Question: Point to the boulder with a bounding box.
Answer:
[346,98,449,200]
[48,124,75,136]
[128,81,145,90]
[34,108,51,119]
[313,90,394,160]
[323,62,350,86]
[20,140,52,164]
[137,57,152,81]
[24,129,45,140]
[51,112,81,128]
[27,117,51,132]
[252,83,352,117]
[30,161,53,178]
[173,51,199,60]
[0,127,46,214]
-----
Return every line of the data that contains the string "Question".

Question: Point to the boulder with a bounding box.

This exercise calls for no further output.